Segment Start: Given data
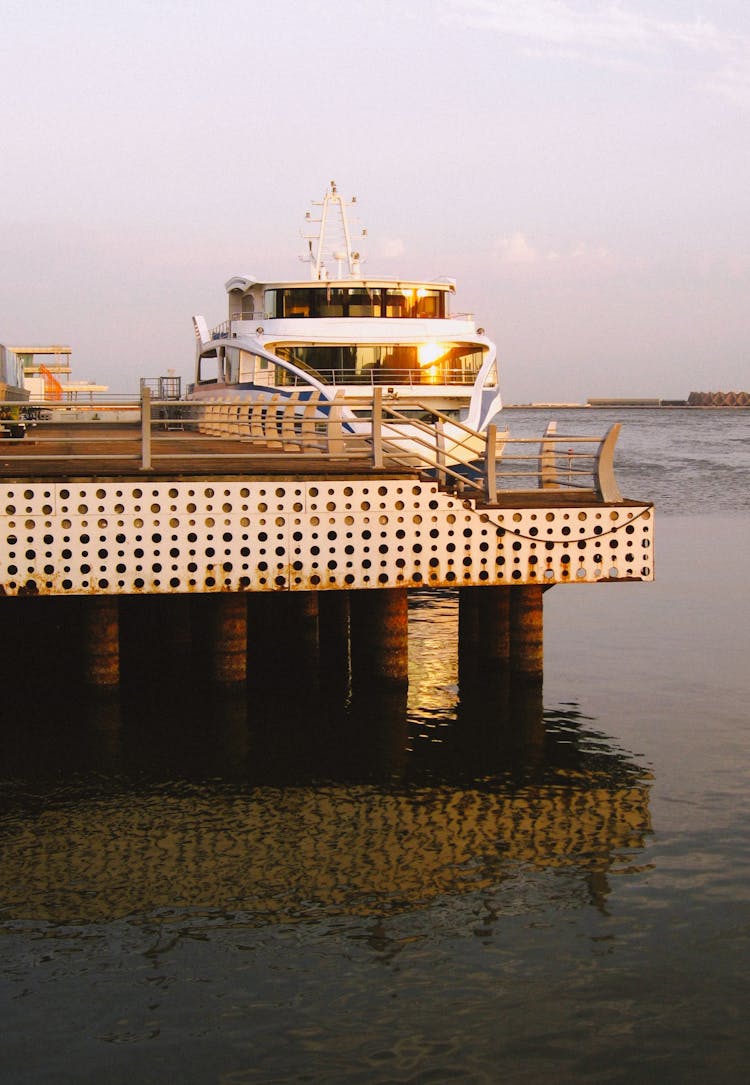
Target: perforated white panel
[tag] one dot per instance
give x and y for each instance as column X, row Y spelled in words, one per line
column 192, row 536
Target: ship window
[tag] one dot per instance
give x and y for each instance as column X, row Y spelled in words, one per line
column 328, row 300
column 231, row 367
column 208, row 369
column 386, row 364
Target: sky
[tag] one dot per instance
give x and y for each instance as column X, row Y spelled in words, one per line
column 582, row 167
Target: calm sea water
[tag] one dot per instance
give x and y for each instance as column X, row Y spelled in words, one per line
column 482, row 888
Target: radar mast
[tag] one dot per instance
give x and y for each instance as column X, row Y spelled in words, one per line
column 332, row 242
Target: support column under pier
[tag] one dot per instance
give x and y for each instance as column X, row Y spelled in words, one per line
column 101, row 641
column 483, row 632
column 379, row 636
column 333, row 633
column 228, row 637
column 526, row 632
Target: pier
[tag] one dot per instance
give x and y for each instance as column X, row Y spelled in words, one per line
column 270, row 524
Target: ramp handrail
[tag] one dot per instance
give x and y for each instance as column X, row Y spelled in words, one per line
column 370, row 430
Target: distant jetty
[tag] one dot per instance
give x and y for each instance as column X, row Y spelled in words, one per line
column 719, row 399
column 695, row 399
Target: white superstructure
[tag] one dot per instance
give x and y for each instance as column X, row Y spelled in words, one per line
column 343, row 331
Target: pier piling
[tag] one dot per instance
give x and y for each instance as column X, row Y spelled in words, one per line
column 101, row 641
column 526, row 632
column 228, row 637
column 379, row 636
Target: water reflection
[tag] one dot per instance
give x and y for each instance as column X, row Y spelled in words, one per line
column 172, row 795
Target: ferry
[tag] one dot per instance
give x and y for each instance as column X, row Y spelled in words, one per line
column 340, row 333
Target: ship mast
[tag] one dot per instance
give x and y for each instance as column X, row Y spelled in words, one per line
column 333, row 238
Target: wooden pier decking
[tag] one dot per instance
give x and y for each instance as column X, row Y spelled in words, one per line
column 105, row 510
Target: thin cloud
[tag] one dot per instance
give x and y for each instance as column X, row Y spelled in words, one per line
column 598, row 33
column 392, row 247
column 517, row 252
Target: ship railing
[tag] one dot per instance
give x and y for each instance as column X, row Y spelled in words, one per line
column 367, row 432
column 380, row 377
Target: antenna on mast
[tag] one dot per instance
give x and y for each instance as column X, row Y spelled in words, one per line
column 333, row 238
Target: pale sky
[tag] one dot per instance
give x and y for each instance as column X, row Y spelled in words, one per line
column 582, row 167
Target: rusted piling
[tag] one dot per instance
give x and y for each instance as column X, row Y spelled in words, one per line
column 379, row 637
column 228, row 637
column 526, row 632
column 101, row 641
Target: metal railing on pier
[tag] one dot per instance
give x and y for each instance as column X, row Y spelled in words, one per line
column 369, row 432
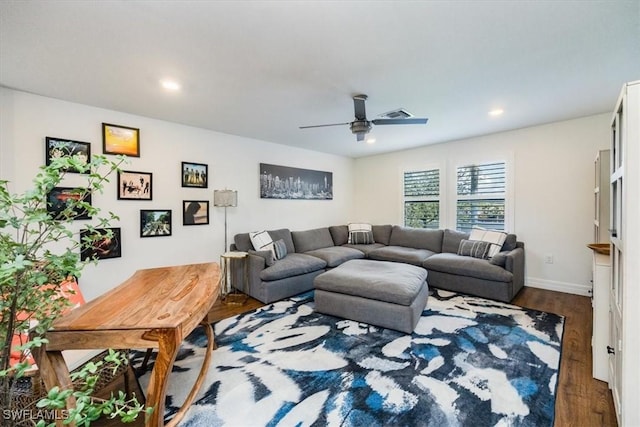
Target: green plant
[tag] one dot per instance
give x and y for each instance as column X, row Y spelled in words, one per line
column 38, row 247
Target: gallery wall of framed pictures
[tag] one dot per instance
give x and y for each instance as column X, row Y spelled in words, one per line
column 131, row 185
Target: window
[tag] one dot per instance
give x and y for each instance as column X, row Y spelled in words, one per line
column 422, row 199
column 481, row 193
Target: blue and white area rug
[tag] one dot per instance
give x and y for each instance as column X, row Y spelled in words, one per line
column 470, row 362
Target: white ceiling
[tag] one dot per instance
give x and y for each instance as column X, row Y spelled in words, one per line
column 261, row 69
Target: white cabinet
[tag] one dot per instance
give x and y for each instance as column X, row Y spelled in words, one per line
column 624, row 290
column 601, row 197
column 600, row 338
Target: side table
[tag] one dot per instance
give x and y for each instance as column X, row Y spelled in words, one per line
column 232, row 290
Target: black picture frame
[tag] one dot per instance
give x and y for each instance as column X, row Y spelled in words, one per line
column 195, row 175
column 285, row 182
column 135, row 185
column 117, row 139
column 155, row 222
column 195, row 212
column 56, row 201
column 103, row 248
column 60, row 147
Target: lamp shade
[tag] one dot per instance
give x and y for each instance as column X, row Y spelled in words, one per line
column 225, row 198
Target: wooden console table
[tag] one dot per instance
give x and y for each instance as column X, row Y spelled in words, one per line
column 154, row 308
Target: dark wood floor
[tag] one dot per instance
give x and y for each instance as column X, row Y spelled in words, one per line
column 581, row 401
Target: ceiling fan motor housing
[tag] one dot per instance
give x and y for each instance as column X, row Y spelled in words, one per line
column 360, row 126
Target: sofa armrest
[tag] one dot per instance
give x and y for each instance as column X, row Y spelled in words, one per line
column 515, row 265
column 255, row 264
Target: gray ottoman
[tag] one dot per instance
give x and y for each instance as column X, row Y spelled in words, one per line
column 381, row 293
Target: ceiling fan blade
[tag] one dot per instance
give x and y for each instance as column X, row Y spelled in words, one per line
column 358, row 106
column 411, row 121
column 322, row 126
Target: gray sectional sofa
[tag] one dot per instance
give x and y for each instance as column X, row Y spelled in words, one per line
column 312, row 252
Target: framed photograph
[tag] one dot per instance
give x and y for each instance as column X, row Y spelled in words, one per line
column 58, row 148
column 195, row 175
column 284, row 182
column 195, row 212
column 134, row 185
column 103, row 246
column 118, row 139
column 155, row 223
column 57, row 201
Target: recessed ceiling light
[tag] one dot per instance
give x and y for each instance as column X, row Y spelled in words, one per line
column 171, row 85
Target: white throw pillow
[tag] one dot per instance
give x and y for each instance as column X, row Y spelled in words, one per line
column 356, row 227
column 262, row 241
column 495, row 237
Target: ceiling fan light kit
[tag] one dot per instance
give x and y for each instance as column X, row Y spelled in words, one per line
column 361, row 126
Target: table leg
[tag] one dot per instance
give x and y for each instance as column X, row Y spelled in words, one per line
column 54, row 372
column 168, row 346
column 201, row 376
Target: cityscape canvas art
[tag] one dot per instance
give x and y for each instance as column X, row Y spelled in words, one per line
column 284, row 182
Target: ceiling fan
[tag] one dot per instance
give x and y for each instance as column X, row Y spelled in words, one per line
column 361, row 126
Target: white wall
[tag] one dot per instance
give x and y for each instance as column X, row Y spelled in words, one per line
column 552, row 187
column 26, row 119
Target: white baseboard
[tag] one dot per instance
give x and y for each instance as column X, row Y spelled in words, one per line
column 553, row 285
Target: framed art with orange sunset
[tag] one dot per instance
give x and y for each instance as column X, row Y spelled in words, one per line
column 118, row 139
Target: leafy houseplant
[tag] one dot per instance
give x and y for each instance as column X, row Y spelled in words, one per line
column 38, row 252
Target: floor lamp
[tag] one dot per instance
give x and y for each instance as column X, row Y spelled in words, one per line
column 225, row 199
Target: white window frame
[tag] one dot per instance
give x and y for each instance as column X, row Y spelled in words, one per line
column 441, row 173
column 509, row 199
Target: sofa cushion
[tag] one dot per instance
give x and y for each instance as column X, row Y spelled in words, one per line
column 451, row 240
column 356, row 228
column 418, row 238
column 381, row 233
column 467, row 266
column 400, row 254
column 336, row 255
column 510, row 243
column 361, row 237
column 309, row 240
column 267, row 255
column 280, row 249
column 499, row 259
column 366, row 248
column 383, row 281
column 292, row 265
column 339, row 234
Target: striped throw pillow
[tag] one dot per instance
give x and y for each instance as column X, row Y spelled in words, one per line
column 474, row 248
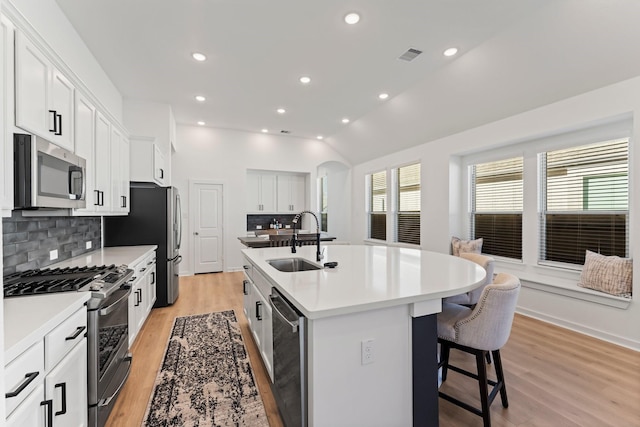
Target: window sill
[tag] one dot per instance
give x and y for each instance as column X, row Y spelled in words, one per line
column 561, row 282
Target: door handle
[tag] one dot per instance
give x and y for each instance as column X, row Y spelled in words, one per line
column 63, row 386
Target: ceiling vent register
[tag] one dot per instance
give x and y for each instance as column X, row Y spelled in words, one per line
column 410, row 55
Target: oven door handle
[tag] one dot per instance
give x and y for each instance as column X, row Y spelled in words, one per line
column 106, row 401
column 111, row 307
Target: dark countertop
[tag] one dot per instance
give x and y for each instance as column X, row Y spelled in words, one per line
column 261, row 242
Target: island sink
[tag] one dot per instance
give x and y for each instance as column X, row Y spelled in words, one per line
column 291, row 265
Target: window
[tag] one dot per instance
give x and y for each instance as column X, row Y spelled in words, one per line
column 322, row 182
column 496, row 206
column 378, row 204
column 585, row 201
column 408, row 199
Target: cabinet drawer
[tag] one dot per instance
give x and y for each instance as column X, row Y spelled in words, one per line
column 64, row 337
column 23, row 374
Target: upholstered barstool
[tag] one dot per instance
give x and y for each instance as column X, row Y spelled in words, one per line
column 478, row 331
column 471, row 298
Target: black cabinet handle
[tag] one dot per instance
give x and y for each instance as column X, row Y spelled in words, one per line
column 28, row 378
column 258, row 311
column 59, row 124
column 49, row 405
column 78, row 331
column 55, row 120
column 63, row 386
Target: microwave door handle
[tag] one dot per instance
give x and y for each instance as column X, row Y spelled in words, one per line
column 75, row 194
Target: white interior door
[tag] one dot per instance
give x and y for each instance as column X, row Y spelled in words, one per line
column 206, row 204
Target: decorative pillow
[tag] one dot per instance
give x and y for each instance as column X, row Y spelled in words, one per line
column 459, row 246
column 610, row 274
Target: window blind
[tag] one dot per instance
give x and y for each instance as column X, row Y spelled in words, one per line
column 496, row 206
column 408, row 218
column 585, row 201
column 378, row 204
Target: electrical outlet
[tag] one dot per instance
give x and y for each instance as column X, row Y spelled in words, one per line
column 368, row 353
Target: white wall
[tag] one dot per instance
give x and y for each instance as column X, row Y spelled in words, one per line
column 224, row 156
column 442, row 201
column 57, row 32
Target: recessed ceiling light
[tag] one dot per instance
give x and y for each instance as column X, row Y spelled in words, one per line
column 199, row 56
column 352, row 18
column 450, row 52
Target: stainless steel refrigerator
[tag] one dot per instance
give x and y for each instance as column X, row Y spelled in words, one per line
column 154, row 219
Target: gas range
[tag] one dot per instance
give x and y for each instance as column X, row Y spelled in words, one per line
column 101, row 281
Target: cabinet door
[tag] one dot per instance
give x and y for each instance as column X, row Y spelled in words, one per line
column 31, row 411
column 66, row 387
column 85, row 143
column 6, row 112
column 32, row 77
column 102, row 191
column 61, row 96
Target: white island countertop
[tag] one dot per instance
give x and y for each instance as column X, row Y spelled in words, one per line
column 367, row 277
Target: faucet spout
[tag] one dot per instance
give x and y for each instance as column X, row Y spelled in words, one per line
column 293, row 238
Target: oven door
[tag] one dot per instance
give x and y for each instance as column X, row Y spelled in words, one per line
column 109, row 357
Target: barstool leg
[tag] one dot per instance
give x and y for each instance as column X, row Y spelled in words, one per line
column 500, row 378
column 482, row 384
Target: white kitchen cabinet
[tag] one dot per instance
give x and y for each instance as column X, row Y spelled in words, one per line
column 143, row 294
column 261, row 192
column 66, row 387
column 85, row 121
column 147, row 161
column 6, row 113
column 103, row 189
column 291, row 193
column 44, row 96
column 32, row 412
column 46, row 385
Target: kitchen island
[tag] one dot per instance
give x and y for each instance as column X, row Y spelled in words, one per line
column 378, row 297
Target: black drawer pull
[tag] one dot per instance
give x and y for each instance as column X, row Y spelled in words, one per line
column 63, row 386
column 27, row 380
column 78, row 331
column 49, row 405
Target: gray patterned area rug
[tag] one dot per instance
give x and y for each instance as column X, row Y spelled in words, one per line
column 205, row 378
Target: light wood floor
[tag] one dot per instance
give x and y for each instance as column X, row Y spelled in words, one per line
column 554, row 377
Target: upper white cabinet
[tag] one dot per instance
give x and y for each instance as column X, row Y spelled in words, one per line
column 44, row 97
column 275, row 192
column 85, row 121
column 261, row 192
column 147, row 161
column 291, row 193
column 6, row 114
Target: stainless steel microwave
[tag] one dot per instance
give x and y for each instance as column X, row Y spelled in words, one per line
column 45, row 175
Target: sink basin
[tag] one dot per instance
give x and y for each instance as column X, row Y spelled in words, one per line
column 291, row 265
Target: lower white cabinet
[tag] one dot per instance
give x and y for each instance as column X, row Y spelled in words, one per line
column 143, row 294
column 46, row 385
column 257, row 309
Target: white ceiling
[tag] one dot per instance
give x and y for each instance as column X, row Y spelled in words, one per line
column 514, row 55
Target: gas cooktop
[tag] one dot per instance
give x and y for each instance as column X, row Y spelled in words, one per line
column 97, row 279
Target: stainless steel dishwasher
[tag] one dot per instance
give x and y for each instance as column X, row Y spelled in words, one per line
column 289, row 361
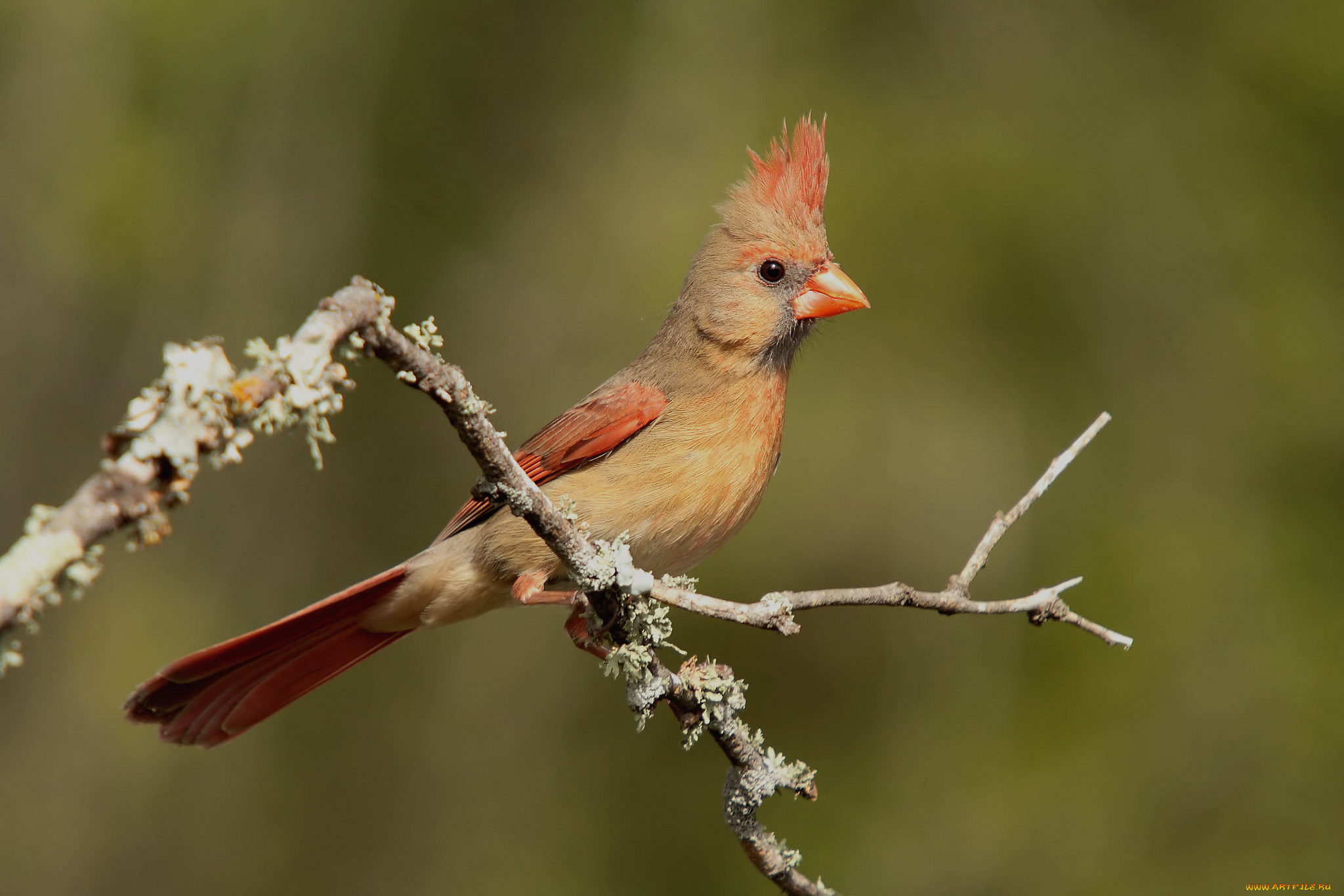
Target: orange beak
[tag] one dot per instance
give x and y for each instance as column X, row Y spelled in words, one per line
column 827, row 293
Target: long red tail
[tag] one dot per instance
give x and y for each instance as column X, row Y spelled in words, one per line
column 214, row 695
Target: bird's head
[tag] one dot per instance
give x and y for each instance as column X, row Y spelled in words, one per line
column 765, row 273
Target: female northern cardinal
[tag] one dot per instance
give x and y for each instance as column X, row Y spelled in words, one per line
column 675, row 451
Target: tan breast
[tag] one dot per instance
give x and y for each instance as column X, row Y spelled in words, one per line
column 681, row 488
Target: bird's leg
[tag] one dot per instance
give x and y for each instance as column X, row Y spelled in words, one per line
column 577, row 628
column 530, row 590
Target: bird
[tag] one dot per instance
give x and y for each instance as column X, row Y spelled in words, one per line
column 674, row 453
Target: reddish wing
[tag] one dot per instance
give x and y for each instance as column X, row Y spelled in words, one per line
column 583, row 433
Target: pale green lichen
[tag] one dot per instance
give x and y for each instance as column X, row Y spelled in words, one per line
column 308, row 399
column 792, row 857
column 46, row 567
column 186, row 406
column 425, row 335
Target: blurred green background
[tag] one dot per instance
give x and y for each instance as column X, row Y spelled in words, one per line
column 1055, row 209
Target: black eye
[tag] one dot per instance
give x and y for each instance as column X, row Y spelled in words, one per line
column 772, row 272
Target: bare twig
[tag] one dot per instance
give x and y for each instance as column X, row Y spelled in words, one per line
column 776, row 609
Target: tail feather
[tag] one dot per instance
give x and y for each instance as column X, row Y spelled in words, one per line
column 214, row 695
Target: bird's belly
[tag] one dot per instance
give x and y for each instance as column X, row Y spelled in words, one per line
column 679, row 502
column 678, row 489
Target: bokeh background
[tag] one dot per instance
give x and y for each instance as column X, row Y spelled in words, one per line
column 1057, row 209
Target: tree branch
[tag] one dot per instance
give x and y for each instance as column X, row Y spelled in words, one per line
column 776, row 609
column 200, row 410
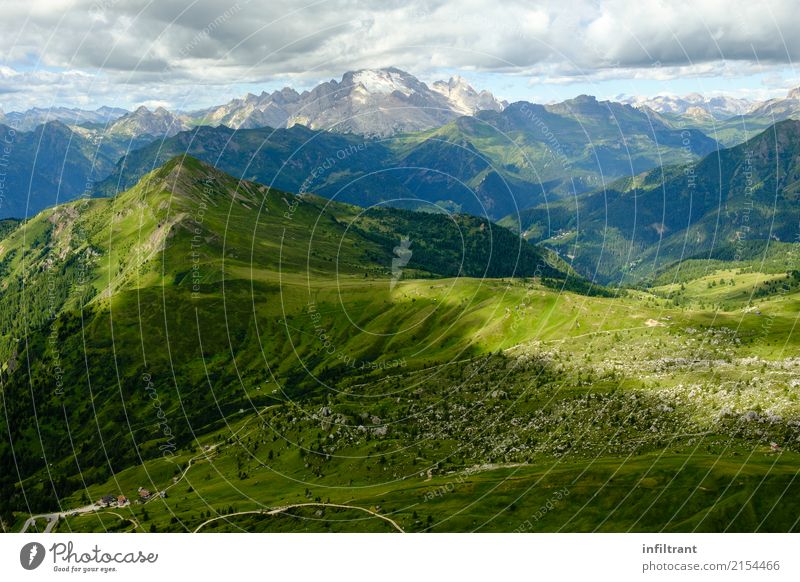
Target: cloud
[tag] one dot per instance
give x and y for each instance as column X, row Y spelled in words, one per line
column 168, row 50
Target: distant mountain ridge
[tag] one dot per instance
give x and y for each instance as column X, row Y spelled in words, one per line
column 730, row 199
column 372, row 102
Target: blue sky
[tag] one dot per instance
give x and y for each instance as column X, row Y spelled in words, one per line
column 183, row 55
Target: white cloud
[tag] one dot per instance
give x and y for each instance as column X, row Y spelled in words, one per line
column 168, row 51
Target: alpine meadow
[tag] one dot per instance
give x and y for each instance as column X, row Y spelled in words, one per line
column 275, row 268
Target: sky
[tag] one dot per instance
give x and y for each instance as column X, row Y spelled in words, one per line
column 191, row 54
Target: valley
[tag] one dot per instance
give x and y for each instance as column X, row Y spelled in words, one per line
column 257, row 356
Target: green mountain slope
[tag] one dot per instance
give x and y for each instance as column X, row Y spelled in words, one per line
column 728, row 200
column 493, row 164
column 124, row 286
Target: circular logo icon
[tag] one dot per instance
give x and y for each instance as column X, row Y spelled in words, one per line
column 31, row 555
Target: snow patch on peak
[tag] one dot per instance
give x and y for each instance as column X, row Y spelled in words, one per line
column 382, row 82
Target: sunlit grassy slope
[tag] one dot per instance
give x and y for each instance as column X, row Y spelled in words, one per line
column 296, row 370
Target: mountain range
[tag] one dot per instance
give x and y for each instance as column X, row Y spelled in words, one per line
column 733, row 203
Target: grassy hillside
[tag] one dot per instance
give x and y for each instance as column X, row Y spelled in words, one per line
column 731, row 202
column 260, row 358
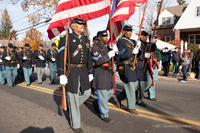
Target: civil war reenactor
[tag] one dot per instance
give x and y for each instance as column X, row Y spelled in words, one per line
column 127, row 71
column 166, row 60
column 11, row 64
column 143, row 67
column 26, row 58
column 51, row 57
column 155, row 66
column 40, row 61
column 95, row 40
column 176, row 55
column 81, row 74
column 103, row 74
column 2, row 68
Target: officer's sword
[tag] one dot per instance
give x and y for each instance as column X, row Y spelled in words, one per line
column 66, row 52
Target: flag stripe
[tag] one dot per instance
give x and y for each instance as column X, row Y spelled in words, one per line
column 85, row 9
column 74, row 4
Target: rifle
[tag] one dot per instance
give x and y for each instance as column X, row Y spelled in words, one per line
column 37, row 43
column 153, row 84
column 66, row 52
column 8, row 43
column 139, row 36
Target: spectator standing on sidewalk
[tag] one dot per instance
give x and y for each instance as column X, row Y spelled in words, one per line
column 197, row 63
column 186, row 60
column 166, row 60
column 191, row 54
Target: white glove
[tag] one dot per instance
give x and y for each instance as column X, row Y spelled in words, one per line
column 41, row 58
column 53, row 59
column 147, row 55
column 8, row 58
column 115, row 48
column 91, row 77
column 25, row 58
column 138, row 43
column 136, row 50
column 63, row 80
column 111, row 54
column 152, row 40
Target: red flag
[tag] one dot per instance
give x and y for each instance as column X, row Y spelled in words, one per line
column 85, row 9
column 125, row 9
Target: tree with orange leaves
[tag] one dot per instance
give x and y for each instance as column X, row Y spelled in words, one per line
column 32, row 34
Segment End: Given data
What the task requires:
Pull every line with the word "stainless" from the data.

Expected answer:
Target: stainless steel refrigerator
Target: stainless steel microwave
Target: stainless steel dishwasher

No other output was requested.